[Your objective]: Begin at the line that contains "texture on loaf." and repeat every line from there to the end of the records below, inclusive, without adding any other line.

Entries from a dataset:
>> Begin

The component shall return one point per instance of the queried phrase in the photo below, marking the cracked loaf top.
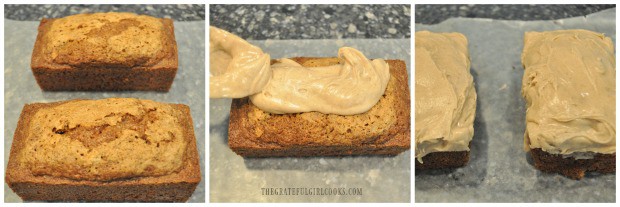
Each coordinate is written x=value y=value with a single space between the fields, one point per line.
x=107 y=39
x=106 y=139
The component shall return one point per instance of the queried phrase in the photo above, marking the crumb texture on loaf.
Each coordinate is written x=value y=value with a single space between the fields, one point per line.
x=375 y=126
x=105 y=140
x=105 y=39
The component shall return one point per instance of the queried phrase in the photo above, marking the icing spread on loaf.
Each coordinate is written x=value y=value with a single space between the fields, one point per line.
x=107 y=39
x=328 y=129
x=105 y=139
x=445 y=98
x=570 y=89
x=352 y=85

>> End

[The completed task]:
The component shall return one point per instance of the queried phrase in the photo above, marking the crumb texture on loaf.
Each coordinate is written x=value y=value with a single space between the fields, one point per line.
x=375 y=126
x=105 y=140
x=105 y=39
The component shall return one point per instance of the queried phrase in the photo above, marking the icing spread on loaf.
Each coordinate is written x=value y=value with a single space between the fields, one point per line.
x=107 y=39
x=328 y=129
x=105 y=139
x=445 y=98
x=570 y=89
x=352 y=85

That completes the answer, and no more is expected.